SOURCE DOCUMENT —
[Start of section]
An enormously influential figure in twentieth-century American music, Bill
Monroe is rightfully known as "The Father of Bluegrass." He mixed the old-time
country music of his Kentucky upbringing with blues, jazz and gospel, added an
energetic drive and a focus on instrumental virtuosity, and pioneered a genre
that has resonated for decades.
The youngest of eight children, Monroe was born into a farming family that
loved music. At age 10, Bill took up the mandolin. Within a few years, he was
performing at country hoedowns with his uncle, Pendleton Vandiver, a champion
fiddler (later immortalized in Monroe's classic song "Uncle Pen"). From 1934 to
1938, Bill and his older brother Charlie performed as a popular duet act on
record and at several radio stations. Following his split with Charlie, Bill
formed the Blue Grass Boys, which became the platform for his greatest
From 1946 to 1948, when the group featured Earl Scruggs on banjo and Lester
Flatt on guitar and lead vocals, the Blue Grass Boys were to hillbilly music
what Duke Ellington's orchestra was to jazz — that rare band that was equally
innovative and commercial. The Boys' high lonesome harmonies and breakneck
instrumental solos were all delivered with easy showmanship. Led by Monroe, the
band created bluegrass music. And what gave the music its riveting emotional
center were Monroe's "true life" compositions. Raw and direct, like those of
his country counterpart Hank Williams, Monroe's songs became the core of the
bluegrass repertoire: "Blue Moon of Kentucky," "Will You Be Loving Another
Man," "Rocky Road Blues" and "Can't You Hear Me Calling."
[End of section]
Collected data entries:
[Start of section]
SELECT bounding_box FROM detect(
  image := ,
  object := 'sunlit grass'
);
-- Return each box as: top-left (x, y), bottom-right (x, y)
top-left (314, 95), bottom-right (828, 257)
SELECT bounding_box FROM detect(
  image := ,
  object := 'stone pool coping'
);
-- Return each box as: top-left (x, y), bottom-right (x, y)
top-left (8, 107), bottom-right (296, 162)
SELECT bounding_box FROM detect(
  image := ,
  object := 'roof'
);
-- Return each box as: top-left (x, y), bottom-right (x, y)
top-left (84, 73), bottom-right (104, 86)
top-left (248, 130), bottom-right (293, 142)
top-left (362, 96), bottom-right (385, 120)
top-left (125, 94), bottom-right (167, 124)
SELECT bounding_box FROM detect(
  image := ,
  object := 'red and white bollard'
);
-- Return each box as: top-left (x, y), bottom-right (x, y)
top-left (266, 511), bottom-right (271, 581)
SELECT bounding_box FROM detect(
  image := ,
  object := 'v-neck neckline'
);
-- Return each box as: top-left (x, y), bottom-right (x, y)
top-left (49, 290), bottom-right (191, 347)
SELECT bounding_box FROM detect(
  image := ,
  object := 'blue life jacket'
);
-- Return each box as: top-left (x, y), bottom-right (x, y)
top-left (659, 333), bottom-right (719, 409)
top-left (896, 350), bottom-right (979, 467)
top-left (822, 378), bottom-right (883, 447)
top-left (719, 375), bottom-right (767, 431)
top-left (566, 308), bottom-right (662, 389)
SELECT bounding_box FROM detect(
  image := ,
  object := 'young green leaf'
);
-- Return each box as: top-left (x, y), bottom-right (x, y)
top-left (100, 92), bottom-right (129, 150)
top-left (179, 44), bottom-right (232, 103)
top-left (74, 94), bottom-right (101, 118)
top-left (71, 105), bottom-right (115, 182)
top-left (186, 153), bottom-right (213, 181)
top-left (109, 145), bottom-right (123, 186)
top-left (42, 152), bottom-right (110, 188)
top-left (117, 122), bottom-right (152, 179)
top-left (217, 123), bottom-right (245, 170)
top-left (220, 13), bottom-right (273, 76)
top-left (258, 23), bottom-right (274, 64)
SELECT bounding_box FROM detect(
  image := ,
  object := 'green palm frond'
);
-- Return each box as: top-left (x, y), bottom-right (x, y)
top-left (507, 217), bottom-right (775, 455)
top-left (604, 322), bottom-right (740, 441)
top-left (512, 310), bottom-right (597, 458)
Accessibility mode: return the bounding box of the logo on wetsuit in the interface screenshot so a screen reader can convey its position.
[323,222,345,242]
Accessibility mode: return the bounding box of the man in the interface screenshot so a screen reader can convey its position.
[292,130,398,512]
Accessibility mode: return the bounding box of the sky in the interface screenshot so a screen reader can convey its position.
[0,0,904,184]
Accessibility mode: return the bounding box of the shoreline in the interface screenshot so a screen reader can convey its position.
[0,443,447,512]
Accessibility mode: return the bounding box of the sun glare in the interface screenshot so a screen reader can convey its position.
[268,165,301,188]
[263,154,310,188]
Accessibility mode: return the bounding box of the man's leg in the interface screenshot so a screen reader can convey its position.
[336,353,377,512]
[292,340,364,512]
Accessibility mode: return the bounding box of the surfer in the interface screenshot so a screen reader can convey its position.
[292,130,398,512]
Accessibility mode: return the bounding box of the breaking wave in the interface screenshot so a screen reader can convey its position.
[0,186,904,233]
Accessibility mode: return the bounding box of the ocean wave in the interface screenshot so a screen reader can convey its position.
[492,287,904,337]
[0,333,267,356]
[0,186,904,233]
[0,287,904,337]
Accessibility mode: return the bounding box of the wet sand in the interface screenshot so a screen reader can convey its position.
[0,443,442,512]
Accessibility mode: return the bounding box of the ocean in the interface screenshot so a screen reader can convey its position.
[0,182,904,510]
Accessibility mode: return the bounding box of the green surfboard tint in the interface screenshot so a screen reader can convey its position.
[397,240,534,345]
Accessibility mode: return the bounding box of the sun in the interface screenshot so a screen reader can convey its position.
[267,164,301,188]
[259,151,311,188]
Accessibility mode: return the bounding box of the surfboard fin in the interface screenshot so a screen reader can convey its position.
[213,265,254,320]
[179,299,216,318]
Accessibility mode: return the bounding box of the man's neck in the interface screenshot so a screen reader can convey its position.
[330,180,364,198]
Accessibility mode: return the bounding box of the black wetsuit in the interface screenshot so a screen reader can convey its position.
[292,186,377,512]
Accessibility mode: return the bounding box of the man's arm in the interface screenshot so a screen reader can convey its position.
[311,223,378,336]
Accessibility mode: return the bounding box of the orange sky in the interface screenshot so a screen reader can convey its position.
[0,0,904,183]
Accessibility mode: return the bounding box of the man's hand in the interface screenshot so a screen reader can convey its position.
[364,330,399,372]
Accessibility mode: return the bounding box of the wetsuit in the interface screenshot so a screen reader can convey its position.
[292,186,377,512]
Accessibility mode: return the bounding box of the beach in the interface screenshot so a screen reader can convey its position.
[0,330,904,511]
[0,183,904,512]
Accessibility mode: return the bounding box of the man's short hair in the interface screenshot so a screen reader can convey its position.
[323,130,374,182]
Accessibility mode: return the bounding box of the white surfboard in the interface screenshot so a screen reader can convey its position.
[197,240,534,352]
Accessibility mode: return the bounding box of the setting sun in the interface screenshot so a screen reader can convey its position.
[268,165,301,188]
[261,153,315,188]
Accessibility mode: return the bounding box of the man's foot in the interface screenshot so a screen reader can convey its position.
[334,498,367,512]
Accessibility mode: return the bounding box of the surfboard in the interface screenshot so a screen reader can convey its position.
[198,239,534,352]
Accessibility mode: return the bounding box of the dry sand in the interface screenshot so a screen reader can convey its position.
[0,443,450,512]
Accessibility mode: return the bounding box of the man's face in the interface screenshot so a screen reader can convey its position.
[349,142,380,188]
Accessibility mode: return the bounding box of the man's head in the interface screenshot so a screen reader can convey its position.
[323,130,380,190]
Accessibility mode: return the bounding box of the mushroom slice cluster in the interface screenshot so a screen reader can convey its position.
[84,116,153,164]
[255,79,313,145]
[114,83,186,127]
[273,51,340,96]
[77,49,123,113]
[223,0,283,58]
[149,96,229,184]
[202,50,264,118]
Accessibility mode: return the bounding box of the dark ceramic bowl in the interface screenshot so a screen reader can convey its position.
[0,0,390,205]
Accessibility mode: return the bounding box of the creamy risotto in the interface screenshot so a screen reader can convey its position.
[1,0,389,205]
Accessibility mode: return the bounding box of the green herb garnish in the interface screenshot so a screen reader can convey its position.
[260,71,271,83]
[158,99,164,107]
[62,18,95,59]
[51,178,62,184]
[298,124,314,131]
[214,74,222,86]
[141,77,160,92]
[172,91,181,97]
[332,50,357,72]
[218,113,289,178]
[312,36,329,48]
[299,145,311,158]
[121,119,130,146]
[End of section]
THE PROBLEM —
Write the next part of the Bill Monroe biography, picking up after its last sentence.

RESPONSE FOR THIS EXERCISE —
The rhythmic drive of Monroe's music was also a big influence on rock & roll.
Carl Perkins once claimed that the first thing Elvis Presley ever said to him
was, "Do you like Bill Monroe?" The flip side of Presley's first single was a
revved-up version of "Blue Moon of Kentucky."
Ignoring trends, Monroe remained unwavering in his dedication to the acoustic
purity and thematic integrity of bluegrass, touring and recording through the
decades. In the 1980s and '90s, he beat cancer and double bypass surgery, and
kept performing right up until his death in 1996.
In acknowledgment of his cross-genre influence, Monroe is a member of both the
Rock and Roll and Country Music Halls of Fame. Of his sound's enduring appeal,
Monroe once said, "It's plain music that tells a story. It's played from my
heart to your heart, and it will touch you."